#### EXTRACT PROVIDED

= = = = = = =

Sleep disturbances and mild cognitive impairment: A review

Renata Alves Pachota Chaves da Silva 1,1
PMCID: PMC4608881  PMID: 26483941

Abstract

Objective

Mild cognitive impaired (MCI) is viewed as a transitional stage from normal to dementia. The aim of this study is analyze the sleep disturbances in subjects diagnosed as carries MCI.

Methods

A review of the literature was conducted in order to document sleeps problems in the context of MCI.

Results

Among the studies that compares the prevalence of sleep disturbances between subjects with MCI and those with normal cognition demonstrated that night time behaviors are more common in MCI patients (18.3–45.5%) than in normal population (10.9–23.3%).

Conclusions

Sleep disturbance is prevalent and predictive of cognitive decline in older people and in those with neurodegenerative disorders. The sleep problems have to be identified and treat to preserve the cognition and the MCI subjects with sleep disturbances have to be follow more closely to identify the initial signs of dementia.

Keywords: Sleep disturbance, Mild cognitive impairment, Sleep apnea, Dementia, Elderly

1. Introduction

Mild cognitive impaired (MCI) is viewed as a transitional stage from normal to dementia. Patients affected with this condition have a higher turn-over rate to Alzheimer′s disease (AD) with the average rate of 10–15% annually over 5 year [1]. But which of these patients will evolve to AD? Which of these we have to follow more closely? And in the future, if disease-modifying drugs for AD became available, which patients will be chosen to take these medicines? Maybe the answer is in the comorbidities, particularly the neuropsychiatric ones.

The definition of this transitional stage was proposed by some authors like the National Institute of Mental Health that, in 1986, proposed the term age-associated memory impairment (AAMI) that characterize memory changes in ageing which were felt to be a manifestation of normal cognition [2]. But the most used concept is the one proposed by Petersen in 2004 [3]. The essential features of these criteria for MCI include: (i) memory complaint usually corroborated by an informant, (ii) objective memory impairment for age, (iii) essentially preserved general cognitive function, (iv) largely intact functional activities, (v) not demented. No particular test or cutoff score is specified. Beyond the definition, the author has been proposed clinical subtypes of MCI. The criteria described define the amnestic MCI subtype (aMCI) which is used for subjects who have memory impairment. If no memory impairment is present then the subject has non amnestic MCI (naMCI). After that, subject is classified in aMIC-single domain or naMCI-single domain if only a single domain (in case of aMIC is memory) is impaired or aMCI-multiple domain or naMCI-multiple domain if multiple domains are impaired (in aMCI it must be included memory). The most typical MCI patient is one who has memory impairment beyond what is expected to be normal for age but is relatively intact in other cognitive domains and this impairment is no sufficient severity to constitute dementia [3].

= = = = = = =

[Records in a dataset]
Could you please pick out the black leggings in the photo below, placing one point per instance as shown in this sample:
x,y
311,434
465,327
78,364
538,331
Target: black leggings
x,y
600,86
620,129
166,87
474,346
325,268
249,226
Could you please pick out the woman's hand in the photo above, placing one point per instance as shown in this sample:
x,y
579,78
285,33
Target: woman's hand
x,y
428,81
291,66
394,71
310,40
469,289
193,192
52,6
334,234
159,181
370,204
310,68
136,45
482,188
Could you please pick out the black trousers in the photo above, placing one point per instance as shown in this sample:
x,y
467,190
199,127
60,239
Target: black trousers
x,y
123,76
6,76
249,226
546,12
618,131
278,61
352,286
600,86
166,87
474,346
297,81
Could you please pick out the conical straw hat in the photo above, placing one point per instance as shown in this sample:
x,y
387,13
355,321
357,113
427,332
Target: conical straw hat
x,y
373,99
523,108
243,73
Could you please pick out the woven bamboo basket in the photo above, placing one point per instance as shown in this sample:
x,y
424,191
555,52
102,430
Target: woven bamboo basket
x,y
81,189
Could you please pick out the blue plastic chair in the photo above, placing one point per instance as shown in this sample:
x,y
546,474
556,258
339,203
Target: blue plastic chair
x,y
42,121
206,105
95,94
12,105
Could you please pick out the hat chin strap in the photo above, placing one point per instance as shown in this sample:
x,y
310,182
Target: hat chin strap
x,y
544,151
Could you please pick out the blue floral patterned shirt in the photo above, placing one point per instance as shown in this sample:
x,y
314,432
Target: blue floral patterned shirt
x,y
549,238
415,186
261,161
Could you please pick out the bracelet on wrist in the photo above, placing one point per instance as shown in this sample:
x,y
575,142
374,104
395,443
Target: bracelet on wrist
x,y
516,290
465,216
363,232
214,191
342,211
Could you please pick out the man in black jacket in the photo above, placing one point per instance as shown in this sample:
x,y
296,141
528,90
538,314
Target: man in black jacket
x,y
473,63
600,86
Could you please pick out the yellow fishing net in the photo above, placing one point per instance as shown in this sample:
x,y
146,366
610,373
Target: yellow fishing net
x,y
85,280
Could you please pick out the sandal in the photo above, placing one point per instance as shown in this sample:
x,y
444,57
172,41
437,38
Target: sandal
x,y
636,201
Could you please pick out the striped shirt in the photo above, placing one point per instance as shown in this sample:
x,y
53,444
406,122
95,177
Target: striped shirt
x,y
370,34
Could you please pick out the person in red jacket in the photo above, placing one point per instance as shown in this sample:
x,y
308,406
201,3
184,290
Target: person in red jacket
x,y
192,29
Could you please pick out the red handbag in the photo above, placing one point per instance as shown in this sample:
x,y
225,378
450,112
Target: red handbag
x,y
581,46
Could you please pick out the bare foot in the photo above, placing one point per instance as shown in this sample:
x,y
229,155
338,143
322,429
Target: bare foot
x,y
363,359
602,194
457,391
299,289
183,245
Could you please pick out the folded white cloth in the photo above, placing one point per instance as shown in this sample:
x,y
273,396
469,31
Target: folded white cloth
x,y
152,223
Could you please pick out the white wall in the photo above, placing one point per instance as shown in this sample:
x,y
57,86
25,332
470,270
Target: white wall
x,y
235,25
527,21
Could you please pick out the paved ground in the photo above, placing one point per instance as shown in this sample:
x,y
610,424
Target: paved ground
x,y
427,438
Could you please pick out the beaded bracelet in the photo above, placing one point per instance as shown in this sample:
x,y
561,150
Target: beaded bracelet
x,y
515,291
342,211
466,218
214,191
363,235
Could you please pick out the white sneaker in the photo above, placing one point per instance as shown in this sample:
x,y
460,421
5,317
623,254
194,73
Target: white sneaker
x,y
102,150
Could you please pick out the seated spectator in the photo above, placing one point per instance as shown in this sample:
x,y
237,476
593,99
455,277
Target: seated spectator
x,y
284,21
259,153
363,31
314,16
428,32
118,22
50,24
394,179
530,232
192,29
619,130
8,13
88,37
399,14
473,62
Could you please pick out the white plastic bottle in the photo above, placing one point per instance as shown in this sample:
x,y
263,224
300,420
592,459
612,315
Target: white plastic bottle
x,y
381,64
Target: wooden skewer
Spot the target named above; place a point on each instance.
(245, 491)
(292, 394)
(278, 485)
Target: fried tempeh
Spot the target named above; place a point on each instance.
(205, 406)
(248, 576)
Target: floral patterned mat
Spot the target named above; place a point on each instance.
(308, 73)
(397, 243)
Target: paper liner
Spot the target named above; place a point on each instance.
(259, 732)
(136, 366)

= = = = = = =

#### WHAT THIS EXERCISE ASKS
1/ Translate this sentence from the review on sleep disturbances and mild cognitive impairment into Spanish: "No particular test or cutoff score is specified."
2/ Quote the review on sleep disturbances and mild cognitive impairment between "Renata Alves Pachota" and "context of MCI.", inclusive.

#### EXERCISE SOLUTIONS
1/ No se especifica ninguna prueba ni puntuación de corte en particular.

2/
Renata Alves Pachota Chaves da Silva 1,1
PMCID: PMC4608881  PMID: 26483941

Abstract

Objective

Mild cognitive impaired (MCI) is viewed as a transitional stage from normal to dementia. The aim of this study is analyze the sleep disturbances in subjects diagnosed as carries MCI.

Methods

A review of the literature was conducted in order to document sleeps problems in the context of MCI.